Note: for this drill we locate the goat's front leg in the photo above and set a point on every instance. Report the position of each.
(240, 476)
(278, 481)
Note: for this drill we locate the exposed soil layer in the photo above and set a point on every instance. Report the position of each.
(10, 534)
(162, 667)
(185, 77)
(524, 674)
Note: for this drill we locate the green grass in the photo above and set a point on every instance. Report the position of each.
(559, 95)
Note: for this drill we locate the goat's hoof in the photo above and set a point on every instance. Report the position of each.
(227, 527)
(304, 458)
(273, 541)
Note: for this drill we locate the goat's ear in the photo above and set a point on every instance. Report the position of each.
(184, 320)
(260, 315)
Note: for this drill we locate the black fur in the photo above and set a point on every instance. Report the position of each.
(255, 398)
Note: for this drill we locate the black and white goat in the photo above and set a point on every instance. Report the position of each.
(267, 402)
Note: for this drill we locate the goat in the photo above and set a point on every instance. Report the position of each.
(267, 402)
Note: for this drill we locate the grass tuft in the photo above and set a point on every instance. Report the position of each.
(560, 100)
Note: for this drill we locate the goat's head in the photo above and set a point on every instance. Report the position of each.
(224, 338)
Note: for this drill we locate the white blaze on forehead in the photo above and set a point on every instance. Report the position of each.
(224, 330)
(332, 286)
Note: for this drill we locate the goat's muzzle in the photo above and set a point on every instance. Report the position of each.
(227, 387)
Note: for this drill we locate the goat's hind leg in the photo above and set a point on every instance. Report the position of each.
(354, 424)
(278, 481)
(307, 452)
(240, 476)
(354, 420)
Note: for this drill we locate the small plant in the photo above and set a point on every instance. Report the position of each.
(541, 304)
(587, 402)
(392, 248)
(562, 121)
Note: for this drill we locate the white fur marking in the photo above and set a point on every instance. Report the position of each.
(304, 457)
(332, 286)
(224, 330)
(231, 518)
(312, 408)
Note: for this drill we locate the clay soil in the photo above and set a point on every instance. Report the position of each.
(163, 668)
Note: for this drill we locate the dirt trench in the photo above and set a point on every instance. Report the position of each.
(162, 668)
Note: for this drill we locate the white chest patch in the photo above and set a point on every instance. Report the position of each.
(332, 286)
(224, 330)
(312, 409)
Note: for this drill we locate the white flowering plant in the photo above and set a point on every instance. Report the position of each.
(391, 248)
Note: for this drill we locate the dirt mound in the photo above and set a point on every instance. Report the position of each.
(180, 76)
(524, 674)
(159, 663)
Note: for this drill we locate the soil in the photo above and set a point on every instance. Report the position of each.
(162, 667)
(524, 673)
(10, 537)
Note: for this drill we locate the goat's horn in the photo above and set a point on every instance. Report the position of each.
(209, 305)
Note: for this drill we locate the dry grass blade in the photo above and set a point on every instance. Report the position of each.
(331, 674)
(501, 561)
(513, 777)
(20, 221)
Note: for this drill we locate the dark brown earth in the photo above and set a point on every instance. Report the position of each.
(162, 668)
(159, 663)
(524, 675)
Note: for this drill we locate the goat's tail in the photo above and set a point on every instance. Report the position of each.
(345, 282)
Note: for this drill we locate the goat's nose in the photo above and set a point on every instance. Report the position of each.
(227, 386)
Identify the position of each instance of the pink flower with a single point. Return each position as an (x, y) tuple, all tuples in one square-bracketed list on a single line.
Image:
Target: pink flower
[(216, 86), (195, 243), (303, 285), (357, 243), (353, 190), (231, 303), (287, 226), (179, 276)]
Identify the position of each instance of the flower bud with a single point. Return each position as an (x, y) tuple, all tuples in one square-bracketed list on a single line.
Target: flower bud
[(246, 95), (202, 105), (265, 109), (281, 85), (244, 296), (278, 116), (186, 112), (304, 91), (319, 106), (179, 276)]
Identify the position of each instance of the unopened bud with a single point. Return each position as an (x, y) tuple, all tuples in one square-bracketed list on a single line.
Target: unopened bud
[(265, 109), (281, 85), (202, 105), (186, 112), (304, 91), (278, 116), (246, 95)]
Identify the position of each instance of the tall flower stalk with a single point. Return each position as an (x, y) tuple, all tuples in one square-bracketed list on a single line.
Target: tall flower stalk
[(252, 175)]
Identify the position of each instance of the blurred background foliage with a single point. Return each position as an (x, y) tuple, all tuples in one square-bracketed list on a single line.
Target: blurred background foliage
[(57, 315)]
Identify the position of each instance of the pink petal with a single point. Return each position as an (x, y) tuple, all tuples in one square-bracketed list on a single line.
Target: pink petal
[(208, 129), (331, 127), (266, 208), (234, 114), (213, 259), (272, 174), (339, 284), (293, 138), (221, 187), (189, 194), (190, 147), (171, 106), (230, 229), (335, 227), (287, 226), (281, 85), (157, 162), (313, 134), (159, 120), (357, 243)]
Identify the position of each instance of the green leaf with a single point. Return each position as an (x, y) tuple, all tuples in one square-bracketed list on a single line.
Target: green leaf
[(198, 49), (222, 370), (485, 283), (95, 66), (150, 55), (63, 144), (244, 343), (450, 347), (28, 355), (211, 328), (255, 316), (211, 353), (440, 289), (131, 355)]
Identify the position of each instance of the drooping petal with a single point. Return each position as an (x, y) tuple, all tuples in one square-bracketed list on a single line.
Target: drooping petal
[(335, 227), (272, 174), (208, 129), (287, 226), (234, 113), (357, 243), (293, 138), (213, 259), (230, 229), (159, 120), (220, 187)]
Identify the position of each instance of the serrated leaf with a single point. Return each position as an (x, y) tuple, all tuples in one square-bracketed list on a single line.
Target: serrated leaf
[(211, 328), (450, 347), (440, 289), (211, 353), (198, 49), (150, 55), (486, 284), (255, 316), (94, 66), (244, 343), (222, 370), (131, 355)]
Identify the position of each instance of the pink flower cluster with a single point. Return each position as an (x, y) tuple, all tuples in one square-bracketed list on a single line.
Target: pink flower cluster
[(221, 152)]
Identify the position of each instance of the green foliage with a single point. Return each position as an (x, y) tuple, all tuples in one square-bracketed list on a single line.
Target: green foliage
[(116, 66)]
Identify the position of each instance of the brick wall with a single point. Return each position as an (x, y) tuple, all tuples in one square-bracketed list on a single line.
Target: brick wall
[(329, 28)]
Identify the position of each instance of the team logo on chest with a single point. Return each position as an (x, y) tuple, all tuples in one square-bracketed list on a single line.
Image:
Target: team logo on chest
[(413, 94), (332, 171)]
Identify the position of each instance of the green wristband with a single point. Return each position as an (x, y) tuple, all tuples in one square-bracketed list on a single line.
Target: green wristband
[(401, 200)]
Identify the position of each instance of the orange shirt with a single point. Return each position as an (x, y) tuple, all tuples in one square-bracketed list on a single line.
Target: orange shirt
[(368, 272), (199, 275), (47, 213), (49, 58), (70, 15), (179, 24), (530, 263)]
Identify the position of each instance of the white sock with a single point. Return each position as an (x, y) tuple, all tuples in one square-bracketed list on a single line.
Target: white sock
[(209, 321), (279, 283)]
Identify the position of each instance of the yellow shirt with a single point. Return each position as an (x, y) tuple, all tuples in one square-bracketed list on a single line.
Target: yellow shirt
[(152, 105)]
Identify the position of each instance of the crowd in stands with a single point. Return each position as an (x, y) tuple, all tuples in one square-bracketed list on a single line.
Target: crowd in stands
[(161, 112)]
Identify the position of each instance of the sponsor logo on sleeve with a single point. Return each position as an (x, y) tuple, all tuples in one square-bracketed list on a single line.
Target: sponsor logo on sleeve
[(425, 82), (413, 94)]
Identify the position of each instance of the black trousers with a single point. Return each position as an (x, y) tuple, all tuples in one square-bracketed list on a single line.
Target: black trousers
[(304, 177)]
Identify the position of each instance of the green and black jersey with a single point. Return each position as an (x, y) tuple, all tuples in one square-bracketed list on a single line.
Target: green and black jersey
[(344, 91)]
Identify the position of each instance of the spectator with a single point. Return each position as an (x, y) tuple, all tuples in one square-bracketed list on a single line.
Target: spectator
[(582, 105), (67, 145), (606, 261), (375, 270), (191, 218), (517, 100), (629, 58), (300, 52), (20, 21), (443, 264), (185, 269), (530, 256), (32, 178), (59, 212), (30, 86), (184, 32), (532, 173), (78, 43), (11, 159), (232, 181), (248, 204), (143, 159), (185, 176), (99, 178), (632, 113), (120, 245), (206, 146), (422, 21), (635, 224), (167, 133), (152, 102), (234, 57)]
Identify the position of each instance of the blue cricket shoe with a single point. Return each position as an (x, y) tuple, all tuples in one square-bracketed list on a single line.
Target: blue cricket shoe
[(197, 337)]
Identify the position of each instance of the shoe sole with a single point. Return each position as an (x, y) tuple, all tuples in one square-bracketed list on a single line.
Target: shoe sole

----

**WHAT THE TASK REQUIRES:** Write out exactly the lines of the entries above that run from the line containing "Identify the position of each instance of the yellow" through the last line, including both.

**EXERCISE RESULT:**
Identify the position of each instance of the yellow shirt with a single point. Return each position as an (x, y) tuple, all tuples in one square-bracketed list on a single line.
Target: yellow shirt
[(152, 105)]
Identify the position of each instance of the crowd in stands with a single point. Return each position as an (x, y) tuple, all tuples in one square-bracketed list on a single line.
Target: crowd in stands
[(161, 112)]
Identify the position of each instance of the sponsor logo on sleeve with a single point. Return each position as an (x, y) tuple, all tuples in one square-bracketed list on a single line.
Target: sponsor logo on sleeve
[(425, 82), (413, 94)]
Identify the position of each instance of the black trousers with a single point. Return each position as an (x, y) tuple, all tuples in one square-bracketed list on a single line.
Target: black trousers
[(304, 177)]
Identify the position of each instance of the green and black jersey with a single point. Return each position as an (x, y) tuple, all tuples in one square-bracketed list on a single line.
Target: green and black jersey
[(344, 91)]
Identify the position of each instance of the spectator with a single point. Return each position as an (x, y) tuple, all tuples in one square-bracketed list on a single line.
Target: spectator
[(582, 105), (67, 145), (606, 261), (375, 270), (191, 218), (517, 100), (629, 58), (300, 52), (20, 21), (443, 264), (185, 269), (530, 256), (32, 178), (59, 212), (30, 86), (184, 32), (532, 173), (78, 43), (11, 159), (232, 181), (248, 204), (143, 159), (185, 176), (99, 178), (632, 113), (120, 245), (206, 146), (422, 21), (635, 224), (167, 133), (152, 102), (234, 57)]
Identify the position of each instance of the blue cricket shoe with a single point. Return each position as an (x, y) tuple, all tuples in one square-bracketed list on a single line.
Target: blue cricket shoe
[(197, 337)]
Identify the position of each instance of the shoe sole with a single point. Return each position as an (x, y) tuple, all tuples in one square-bracketed list on a single line.
Target: shoe sole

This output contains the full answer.